INSTRUCTIONS TO FOLLOW: From the line that has "Keypoint placement: for each instance of the beetle eye, put" down to the final line of the listing below, transcribe every line exactly, and only those.

— start DATASET RECORDS —

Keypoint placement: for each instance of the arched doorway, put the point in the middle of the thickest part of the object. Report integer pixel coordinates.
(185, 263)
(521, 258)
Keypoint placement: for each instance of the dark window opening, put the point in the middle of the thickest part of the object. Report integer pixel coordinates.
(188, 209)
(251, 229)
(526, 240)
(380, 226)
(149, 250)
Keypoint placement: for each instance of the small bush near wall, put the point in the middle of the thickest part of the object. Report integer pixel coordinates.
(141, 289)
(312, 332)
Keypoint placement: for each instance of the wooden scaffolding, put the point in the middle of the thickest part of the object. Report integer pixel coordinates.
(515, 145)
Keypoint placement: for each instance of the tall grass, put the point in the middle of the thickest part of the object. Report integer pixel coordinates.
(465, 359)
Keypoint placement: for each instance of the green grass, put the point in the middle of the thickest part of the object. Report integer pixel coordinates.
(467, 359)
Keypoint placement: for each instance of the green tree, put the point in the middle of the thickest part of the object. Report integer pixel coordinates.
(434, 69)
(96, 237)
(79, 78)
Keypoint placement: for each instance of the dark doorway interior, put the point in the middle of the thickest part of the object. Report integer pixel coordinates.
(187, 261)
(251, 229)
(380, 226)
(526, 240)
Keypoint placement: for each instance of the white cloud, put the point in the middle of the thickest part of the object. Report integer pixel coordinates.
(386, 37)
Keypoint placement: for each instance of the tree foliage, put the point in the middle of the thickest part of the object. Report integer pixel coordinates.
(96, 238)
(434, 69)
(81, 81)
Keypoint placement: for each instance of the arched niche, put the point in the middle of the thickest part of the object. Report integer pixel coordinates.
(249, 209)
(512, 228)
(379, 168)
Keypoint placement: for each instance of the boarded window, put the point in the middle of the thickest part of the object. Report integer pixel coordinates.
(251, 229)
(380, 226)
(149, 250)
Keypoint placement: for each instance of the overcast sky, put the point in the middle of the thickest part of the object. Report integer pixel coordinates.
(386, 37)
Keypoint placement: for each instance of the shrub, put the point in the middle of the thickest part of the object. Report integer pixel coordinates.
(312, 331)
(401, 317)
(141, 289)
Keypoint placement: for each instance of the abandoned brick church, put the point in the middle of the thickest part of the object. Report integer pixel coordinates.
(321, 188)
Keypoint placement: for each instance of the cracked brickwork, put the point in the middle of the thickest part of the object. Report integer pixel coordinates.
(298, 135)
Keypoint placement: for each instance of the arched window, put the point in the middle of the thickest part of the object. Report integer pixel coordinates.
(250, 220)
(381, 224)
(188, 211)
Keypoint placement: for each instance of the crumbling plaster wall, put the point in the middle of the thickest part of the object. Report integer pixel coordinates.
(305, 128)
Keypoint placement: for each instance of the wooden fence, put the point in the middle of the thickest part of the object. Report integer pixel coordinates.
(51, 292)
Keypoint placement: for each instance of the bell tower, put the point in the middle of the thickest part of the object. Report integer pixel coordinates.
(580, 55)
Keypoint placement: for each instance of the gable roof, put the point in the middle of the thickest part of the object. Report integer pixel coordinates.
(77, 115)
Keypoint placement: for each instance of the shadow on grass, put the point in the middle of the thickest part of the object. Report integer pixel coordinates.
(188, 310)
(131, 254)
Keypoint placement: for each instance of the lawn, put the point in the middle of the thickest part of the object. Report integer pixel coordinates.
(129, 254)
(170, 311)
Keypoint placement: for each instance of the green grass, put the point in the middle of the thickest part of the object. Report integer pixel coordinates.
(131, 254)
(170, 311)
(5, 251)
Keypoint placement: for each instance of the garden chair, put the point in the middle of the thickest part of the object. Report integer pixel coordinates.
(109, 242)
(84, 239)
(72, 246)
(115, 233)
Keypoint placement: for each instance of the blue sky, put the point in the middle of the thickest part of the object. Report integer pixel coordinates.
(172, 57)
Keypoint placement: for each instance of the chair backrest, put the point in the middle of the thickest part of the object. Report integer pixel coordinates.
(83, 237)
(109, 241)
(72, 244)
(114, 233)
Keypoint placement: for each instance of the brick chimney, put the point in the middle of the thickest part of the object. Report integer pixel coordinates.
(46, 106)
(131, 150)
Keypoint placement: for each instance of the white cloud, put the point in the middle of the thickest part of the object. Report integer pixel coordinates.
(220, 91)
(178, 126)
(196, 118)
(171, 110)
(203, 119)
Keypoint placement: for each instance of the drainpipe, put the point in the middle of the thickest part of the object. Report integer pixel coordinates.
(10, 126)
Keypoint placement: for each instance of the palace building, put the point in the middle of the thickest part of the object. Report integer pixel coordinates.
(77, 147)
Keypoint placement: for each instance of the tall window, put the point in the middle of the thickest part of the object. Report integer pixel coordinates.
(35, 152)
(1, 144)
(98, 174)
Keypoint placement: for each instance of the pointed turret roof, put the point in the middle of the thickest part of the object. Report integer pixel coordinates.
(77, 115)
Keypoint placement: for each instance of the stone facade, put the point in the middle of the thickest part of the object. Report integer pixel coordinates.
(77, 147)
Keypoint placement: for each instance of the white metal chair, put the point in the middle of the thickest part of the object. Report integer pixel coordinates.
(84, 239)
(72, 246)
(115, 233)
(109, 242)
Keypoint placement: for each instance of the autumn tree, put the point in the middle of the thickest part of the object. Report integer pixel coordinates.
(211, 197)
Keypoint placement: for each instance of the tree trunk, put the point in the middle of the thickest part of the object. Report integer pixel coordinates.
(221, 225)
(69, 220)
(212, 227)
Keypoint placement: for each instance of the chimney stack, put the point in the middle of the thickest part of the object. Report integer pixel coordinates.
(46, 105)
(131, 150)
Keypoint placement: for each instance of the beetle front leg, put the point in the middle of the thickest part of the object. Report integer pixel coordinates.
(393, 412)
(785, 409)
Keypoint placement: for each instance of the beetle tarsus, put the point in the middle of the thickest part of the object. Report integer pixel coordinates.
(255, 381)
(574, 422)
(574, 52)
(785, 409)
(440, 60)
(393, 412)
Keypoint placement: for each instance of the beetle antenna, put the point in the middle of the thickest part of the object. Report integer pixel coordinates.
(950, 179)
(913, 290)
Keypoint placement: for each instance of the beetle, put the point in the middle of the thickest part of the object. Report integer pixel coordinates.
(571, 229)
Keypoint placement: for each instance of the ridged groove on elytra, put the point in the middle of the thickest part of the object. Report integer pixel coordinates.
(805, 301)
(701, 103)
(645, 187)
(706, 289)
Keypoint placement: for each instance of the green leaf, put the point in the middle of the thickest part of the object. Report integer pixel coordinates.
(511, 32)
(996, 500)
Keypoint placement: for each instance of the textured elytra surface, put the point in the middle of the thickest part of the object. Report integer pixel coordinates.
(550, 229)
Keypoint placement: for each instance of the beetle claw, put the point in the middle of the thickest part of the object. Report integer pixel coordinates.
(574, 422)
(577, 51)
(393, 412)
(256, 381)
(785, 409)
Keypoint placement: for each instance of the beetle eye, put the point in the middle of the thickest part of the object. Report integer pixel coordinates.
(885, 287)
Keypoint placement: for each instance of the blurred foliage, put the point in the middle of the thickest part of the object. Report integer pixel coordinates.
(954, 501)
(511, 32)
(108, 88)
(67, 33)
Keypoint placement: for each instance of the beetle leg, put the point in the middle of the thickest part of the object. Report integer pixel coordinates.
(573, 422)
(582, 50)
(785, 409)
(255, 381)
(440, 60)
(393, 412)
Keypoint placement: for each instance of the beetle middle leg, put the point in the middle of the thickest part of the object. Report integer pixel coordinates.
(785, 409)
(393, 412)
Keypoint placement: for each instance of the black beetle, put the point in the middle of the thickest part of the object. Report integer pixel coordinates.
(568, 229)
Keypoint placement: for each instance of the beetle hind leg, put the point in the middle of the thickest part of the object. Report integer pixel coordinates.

— end DATASET RECORDS —

EXERCISE SOLUTION:
Keypoint placement: for each instance of the beetle eye, put the point in the middle of the thickest part of the object. Report integer pixel coordinates.
(885, 287)
Keypoint placement: for each instance of the blurred foliage, put the point in the middle of the thickest part of the object. Report integer pixel coordinates.
(954, 501)
(511, 32)
(108, 88)
(67, 33)
Keypoint placement: for each instance of the beetle leg, put the point in the middle of the thickest part of the object. Report integer pixel coordinates.
(573, 422)
(582, 50)
(785, 409)
(255, 381)
(440, 60)
(393, 412)
Keypoint placement: for each instance of the beetle middle leg, put the point in the middle of the thickest part of the object. Report integer pixel coordinates.
(785, 409)
(393, 412)
Keypoint placement: for each instance of the black beetle, put the point in the middle of the thickest part of the object. Report integer pixel coordinates.
(568, 229)
Keypoint placement: for each instance of the beetle hind leg, put the point in the middle of the thickest part of the object. Report integer pixel coordinates.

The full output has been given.